→ **TASK STATEMENT**
Reproduce verbatim the portion of the text on spectacles in paintings that begins at the words "The Misers 17th" and stops after "of cheating death.".

The Misers 17th C (?)

David Ryckaert III (1612–1661) (style of)

College of Optometrists

Jan Davidsz. de Heem's (1606–1683/1684) Memento Mori depicts a pair of nose glasses between cut flowers in their last gasp of vitality and an overturned skull. While its title refers to the older tradition of the memento mori, this painting is also reminiscent of the vanitas, popular with Dutch painters like de Heem in the seventeenth century.

Here the glasses could signify intellectual pursuits with the painting overall suggesting the folly of the search for knowledge in the face of inevitable and unpredictable death. But the skull is knocked over and the glasses are at the forefront of the image. Another reading is that it could be a subversion of this artistic tradition, suggesting instead that the legacy of great intellectual achievement is a way of cheating death.

Memento Mori

Memento Mori 1630–1660

Jan Davidsz. de Heem (1606–1683/1684)

York Museums Trust

Spectacles remained largely unchanged for almost 400 years until the 1700s, when a significant innovation came about (this shift was most likely thanks to the invention of newspapers). The arms or 'sides' were developed and the C-shape bridge became popular. By the nineteenth century, nose spectacles seemed a little outdated. It's not really any surprise that the age which saw the peak of dandyism also gave us some of the most elaborately designed glasses.

A Dandy

A Dandy 1838–1885

Émile Coriolan Hippolyte Guillemin (1841–1907) and Maison Alphonse Giroux, Paris (active 1799–1885)

College of Optometrists

José Buzo CáceresPortrait of a Gentleman depicts a man wearing glasses with tinted side visors which were popular during the 1830s.

Portrait of a Gentleman

Portrait of a Gentleman 1839

José Buzo Cáceres (active 1830–1870)

College of Optometrists

Neil Handley comments on the obscuration of the gentleman's eyes, suggesting the prominence of the glasses could be to conceal something that might offend a viewer, such as the hallmarks of a disease or blindness.

As he says: 'Throughout history the sightless eye has often been covered by a patch or an occluded lens, to guard against our sensitivities and deflect prejudice, revulsion and social rejection.' But the unique style of these specs also suggests something of a fashion and status symbol.

Many of the connotations, both negative and positive, that glasses have acquired in their 700-year history persist today. Portrait of an Intellectual by John Howard Jephcott (1910–1984) presents a take on the enduring association of spectacles and intellect that seems to hark back to the idea Eckermann related to Goethe: the delusion that the 'artificial eminence' which glasses afforded their wearers was authentic.

Portrait of an Intellectual

Portrait of an Intellectual 1959

John Howard Jephcott (1910–1984)

Herbert Art Gallery & Museum

As in the Cáceres portrait, the figure's eyes are barely visible and even appear to be closed. The glasses seem to fade into the face as if part of his very skin – not a tool or accessory but part of his identity as a so-called intellectual.

The eyes are also barely visible in amateur artist and former miner Charles William Brown's 1958 self-portrait Me, 76. The glasses appear smeared and scratched, affected by the passage of time like the portrait's subject, and looking as though they would, in defiance of their purpose, obscure his vision rather than aid it.

→ **DATA UNDER STUDY**
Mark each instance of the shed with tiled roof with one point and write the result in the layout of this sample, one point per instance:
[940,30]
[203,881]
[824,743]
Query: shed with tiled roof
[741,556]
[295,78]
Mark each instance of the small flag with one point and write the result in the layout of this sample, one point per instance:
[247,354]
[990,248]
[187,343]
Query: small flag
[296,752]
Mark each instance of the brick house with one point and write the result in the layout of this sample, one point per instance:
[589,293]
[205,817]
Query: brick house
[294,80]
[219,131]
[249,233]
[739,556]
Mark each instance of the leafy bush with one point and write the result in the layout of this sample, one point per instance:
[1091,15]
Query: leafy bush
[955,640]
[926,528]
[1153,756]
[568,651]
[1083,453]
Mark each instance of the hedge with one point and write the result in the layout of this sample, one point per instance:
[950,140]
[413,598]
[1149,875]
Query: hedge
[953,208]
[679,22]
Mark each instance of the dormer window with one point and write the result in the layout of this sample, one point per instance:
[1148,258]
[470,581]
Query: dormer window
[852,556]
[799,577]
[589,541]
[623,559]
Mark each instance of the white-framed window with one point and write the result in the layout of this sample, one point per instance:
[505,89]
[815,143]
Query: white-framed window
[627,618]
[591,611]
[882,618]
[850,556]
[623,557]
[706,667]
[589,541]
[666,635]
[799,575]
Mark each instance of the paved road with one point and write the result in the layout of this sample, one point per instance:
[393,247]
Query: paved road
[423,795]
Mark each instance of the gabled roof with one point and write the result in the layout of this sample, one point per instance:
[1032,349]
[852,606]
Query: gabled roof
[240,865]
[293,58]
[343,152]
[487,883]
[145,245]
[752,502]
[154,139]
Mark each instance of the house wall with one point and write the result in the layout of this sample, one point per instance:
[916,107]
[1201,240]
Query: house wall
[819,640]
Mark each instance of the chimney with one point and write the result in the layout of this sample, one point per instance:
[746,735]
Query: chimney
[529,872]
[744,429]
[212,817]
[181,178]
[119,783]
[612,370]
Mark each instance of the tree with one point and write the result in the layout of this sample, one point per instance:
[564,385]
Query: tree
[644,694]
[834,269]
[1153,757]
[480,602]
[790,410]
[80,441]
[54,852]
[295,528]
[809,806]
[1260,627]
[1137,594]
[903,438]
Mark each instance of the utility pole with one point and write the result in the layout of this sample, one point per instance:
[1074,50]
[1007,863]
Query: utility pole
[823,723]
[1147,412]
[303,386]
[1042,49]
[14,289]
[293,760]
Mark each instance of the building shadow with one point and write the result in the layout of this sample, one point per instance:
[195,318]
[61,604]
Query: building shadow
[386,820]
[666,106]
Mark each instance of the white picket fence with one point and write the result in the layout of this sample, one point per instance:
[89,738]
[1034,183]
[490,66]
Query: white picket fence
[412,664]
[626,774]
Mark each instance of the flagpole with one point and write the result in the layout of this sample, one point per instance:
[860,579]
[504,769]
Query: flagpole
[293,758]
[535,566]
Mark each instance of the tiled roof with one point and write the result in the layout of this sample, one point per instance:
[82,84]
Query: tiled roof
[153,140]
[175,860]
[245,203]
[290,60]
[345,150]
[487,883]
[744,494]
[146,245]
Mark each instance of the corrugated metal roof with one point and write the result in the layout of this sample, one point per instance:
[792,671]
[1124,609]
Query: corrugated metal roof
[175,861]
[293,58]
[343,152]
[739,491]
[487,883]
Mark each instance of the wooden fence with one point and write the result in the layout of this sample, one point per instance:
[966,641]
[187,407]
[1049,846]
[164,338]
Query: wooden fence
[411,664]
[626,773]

→ **TASK RESPONSE**
The Misers 17th C (?)

David Ryckaert III (1612–1661) (style of)

College of Optometrists

Jan Davidsz. de Heem's (1606–1683/1684) Memento Mori depicts a pair of nose glasses between cut flowers in their last gasp of vitality and an overturned skull. While its title refers to the older tradition of the memento mori, this painting is also reminiscent of the vanitas, popular with Dutch painters like de Heem in the seventeenth century.

Here the glasses could signify intellectual pursuits with the painting overall suggesting the folly of the search for knowledge in the face of inevitable and unpredictable death. But the skull is knocked over and the glasses are at the forefront of the image. Another reading is that it could be a subversion of this artistic tradition, suggesting instead that the legacy of great intellectual achievement is a way of cheating death.